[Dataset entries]
= = = = =
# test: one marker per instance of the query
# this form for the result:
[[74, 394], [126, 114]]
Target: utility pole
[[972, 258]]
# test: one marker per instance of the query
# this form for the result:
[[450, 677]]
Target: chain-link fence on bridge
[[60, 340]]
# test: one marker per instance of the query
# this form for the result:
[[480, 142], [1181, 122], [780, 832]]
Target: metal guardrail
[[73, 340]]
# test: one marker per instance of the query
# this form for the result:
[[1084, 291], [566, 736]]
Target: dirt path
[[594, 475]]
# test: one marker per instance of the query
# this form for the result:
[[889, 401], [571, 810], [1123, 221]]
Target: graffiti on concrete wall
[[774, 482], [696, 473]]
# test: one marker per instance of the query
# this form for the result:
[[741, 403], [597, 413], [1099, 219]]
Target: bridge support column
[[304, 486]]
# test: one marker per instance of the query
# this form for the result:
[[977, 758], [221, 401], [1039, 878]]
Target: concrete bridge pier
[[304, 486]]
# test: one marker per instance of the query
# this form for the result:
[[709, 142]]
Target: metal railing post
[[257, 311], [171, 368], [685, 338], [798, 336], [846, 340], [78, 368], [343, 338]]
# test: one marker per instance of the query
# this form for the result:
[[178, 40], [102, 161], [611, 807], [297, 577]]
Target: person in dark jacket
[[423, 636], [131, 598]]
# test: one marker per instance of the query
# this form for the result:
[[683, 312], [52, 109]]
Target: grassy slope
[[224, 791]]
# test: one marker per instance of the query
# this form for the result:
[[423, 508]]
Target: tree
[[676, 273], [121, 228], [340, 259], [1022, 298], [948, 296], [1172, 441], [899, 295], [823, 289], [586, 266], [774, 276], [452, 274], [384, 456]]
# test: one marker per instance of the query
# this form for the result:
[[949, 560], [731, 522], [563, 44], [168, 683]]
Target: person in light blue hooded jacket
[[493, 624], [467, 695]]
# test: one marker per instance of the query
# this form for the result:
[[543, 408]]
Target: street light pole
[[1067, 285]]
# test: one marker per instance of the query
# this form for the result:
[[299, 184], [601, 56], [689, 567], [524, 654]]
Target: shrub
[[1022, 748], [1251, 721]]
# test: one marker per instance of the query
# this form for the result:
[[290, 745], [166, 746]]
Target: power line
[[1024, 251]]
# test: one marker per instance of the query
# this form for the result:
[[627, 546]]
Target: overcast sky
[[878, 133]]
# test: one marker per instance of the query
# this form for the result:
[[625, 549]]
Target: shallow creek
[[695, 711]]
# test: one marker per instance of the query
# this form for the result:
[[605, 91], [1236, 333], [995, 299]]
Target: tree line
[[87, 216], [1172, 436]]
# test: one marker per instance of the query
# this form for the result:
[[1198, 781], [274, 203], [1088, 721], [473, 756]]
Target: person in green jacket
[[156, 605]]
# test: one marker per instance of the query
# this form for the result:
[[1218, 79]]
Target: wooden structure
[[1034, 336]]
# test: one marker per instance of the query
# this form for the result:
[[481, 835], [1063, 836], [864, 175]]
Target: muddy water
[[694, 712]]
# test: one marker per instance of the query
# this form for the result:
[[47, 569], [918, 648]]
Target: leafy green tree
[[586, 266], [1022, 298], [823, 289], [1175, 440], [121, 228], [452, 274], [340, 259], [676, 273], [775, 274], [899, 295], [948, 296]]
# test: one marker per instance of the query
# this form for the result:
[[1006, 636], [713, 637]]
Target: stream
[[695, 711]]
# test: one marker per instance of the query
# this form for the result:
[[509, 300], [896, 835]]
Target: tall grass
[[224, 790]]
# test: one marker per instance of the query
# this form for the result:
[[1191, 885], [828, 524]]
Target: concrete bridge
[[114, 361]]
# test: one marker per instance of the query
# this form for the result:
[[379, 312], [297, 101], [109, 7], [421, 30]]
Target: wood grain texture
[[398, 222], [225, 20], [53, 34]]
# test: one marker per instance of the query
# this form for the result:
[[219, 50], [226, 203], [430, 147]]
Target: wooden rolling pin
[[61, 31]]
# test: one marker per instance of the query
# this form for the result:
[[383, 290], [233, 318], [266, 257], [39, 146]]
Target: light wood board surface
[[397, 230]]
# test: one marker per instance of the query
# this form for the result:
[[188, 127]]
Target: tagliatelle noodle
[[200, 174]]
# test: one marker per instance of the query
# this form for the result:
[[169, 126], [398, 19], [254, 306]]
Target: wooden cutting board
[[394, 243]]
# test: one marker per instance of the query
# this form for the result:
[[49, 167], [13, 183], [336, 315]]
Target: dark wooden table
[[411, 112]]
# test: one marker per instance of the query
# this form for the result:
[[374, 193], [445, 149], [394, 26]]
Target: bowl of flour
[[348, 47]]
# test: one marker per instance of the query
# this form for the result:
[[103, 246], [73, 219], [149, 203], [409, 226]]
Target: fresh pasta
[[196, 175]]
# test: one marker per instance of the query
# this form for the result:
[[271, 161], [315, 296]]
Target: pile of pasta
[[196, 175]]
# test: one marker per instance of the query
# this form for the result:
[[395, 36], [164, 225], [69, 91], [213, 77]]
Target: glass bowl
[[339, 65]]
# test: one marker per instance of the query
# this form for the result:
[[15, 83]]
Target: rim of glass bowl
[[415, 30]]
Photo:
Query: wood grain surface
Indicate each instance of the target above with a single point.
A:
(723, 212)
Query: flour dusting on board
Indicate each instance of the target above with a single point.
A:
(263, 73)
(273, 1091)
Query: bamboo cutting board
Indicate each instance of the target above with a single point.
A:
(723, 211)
= = = = =
- _GOAL_
Reproduce every entry shown above, precisely as it stands.

- _FULL OUTPUT_
# test: one marker per instance of the query
# this form for the result:
[[74, 394], [126, 114]]
Target: utility pole
[[972, 258]]
# test: one marker per instance of the query
# this form for the result:
[[450, 677]]
Target: chain-link fence on bridge
[[60, 340]]
# test: one marker per instance of the query
# this form for the result:
[[480, 142], [1181, 122], [780, 832]]
Target: metal guardrail
[[73, 340]]
# test: one marker per instance of the query
# this form for the result:
[[1084, 291], [566, 736]]
Target: dirt path
[[594, 475]]
# test: one marker per instance of the query
# this form for the result:
[[889, 401], [571, 810], [1123, 221]]
Target: graffiti on concrete wall
[[774, 482], [696, 473]]
# test: one marker per instance of the query
# this form for the result:
[[741, 403], [597, 413], [1099, 219]]
Target: bridge support column
[[304, 486]]
# test: one marker per instance of the query
# this form for the result:
[[977, 758], [221, 401], [1039, 878]]
Target: concrete bridge pier
[[304, 486]]
# test: one marker per instance of the query
# this form for the result:
[[709, 142]]
Target: metal railing post
[[257, 311], [171, 368], [685, 338], [798, 336], [846, 340], [78, 368], [343, 338]]
# test: one marker per instance of the query
# this form for the result:
[[178, 40], [102, 161], [611, 807], [297, 577]]
Target: person in dark jacket
[[423, 636], [131, 598]]
# test: one marker per instance of the query
# this form for the result:
[[683, 312], [52, 109]]
Target: grassy slope
[[224, 791]]
# test: one marker per instance of the query
# this form for the result:
[[423, 508]]
Target: tree
[[676, 273], [121, 228], [340, 259], [1022, 298], [948, 296], [1172, 441], [899, 295], [823, 289], [586, 266], [774, 276], [452, 274], [384, 456]]
# test: one marker per instance of the query
# this form for the result:
[[949, 560], [731, 522], [563, 44], [168, 683]]
Target: person in light blue hooded jacket
[[493, 624], [467, 695]]
# test: one marker per instance of the query
# this form for the result:
[[543, 408]]
Target: street light pole
[[1067, 285]]
# test: one marker per instance of the query
# this form for the result:
[[299, 184], [601, 56], [689, 567], [524, 654]]
Target: shrub
[[1022, 748], [1251, 721]]
# test: one marker per instance of the query
# this form for the result:
[[290, 745], [166, 746]]
Target: power line
[[1024, 251]]
# test: one marker per instance of the query
# this form for the result:
[[627, 546]]
Target: overcast sky
[[878, 133]]
# test: one marker per instance of the query
# this form for the result:
[[625, 549]]
Target: shallow creek
[[695, 711]]
# test: one marker per instance of the query
# this form for the result:
[[605, 91], [1236, 333], [995, 299]]
Target: tree line
[[87, 216], [1172, 436]]
# test: one marker per instance of the query
# this form for the result:
[[1198, 781], [274, 203], [1088, 721], [473, 756]]
Target: person in green jacket
[[156, 605]]
# test: one marker per instance of the query
# this form for the result:
[[1218, 79]]
Target: wooden structure
[[1034, 336]]
# test: one marker per instance of the query
# this form for the result:
[[481, 835], [1063, 836], [864, 175]]
Target: muddy water
[[694, 712]]
# test: one marker per instance of the query
# this form for the result:
[[47, 569], [918, 648]]
Target: leafy green tree
[[586, 266], [1022, 298], [823, 289], [1175, 440], [121, 228], [452, 274], [340, 259], [676, 273], [775, 274], [899, 295], [948, 296]]
# test: one marker per instance of the query
# this form for the result:
[[1006, 636], [713, 637]]
Target: stream
[[695, 711]]
# test: one marker per instance of the query
# this form for the result:
[[509, 300], [896, 835]]
Target: tall grass
[[224, 790]]
# test: one marker per instance of the query
# this form for the result:
[[1191, 885], [828, 524]]
Target: concrete bridge
[[114, 361]]
# test: one marker per instance of the query
# this form for the result:
[[379, 312], [297, 101], [109, 7], [421, 30]]
Target: wood grain texture
[[398, 222], [225, 20], [53, 34]]
# test: one marker per instance of the query
# this form for the result:
[[219, 50], [226, 203], [430, 147]]
Target: wooden rolling pin
[[61, 31]]
# test: one marker per instance of the query
# this form for the result:
[[383, 290], [233, 318], [266, 257], [39, 146]]
Target: light wood board surface
[[397, 230]]
# test: one marker per instance of the query
# this form for the result:
[[188, 127]]
Target: tagliatelle noodle
[[200, 174]]
# test: one marker per instance of the query
# this form for the result:
[[169, 126], [398, 19], [254, 306]]
Target: wooden cutting board
[[394, 243]]
# test: one marker per instance of the query
# this form for the result:
[[49, 167], [13, 183], [336, 315]]
Target: dark wooden table
[[411, 112]]
# test: one marker per instance of the query
# this form for the result:
[[374, 193], [445, 149], [394, 26]]
Target: bowl of flour
[[348, 47]]
# test: one marker per instance of the query
# this form for the result:
[[103, 246], [73, 219], [149, 203], [409, 226]]
Target: fresh pasta
[[196, 175]]
# test: one marker per instance of the query
# this form for the result:
[[271, 161], [315, 296]]
Target: pile of pasta
[[196, 175]]
# test: one marker per instance of the query
# this form for the result:
[[395, 36], [164, 225], [69, 91], [213, 77]]
Target: glass bowl
[[339, 65]]
# test: one marker per instance of the query
# this form for the result:
[[15, 83]]
Target: rim of glass bowl
[[415, 30]]
Photo:
Query: wood grain surface
Indicate each instance of the target above with a single point.
A:
(723, 212)
Query: flour dusting on board
Indicate each instance of the target above with a single point.
A:
(263, 73)
(273, 1091)
Query: bamboo cutting board
Indicate each instance of the target above with a single point.
A:
(723, 211)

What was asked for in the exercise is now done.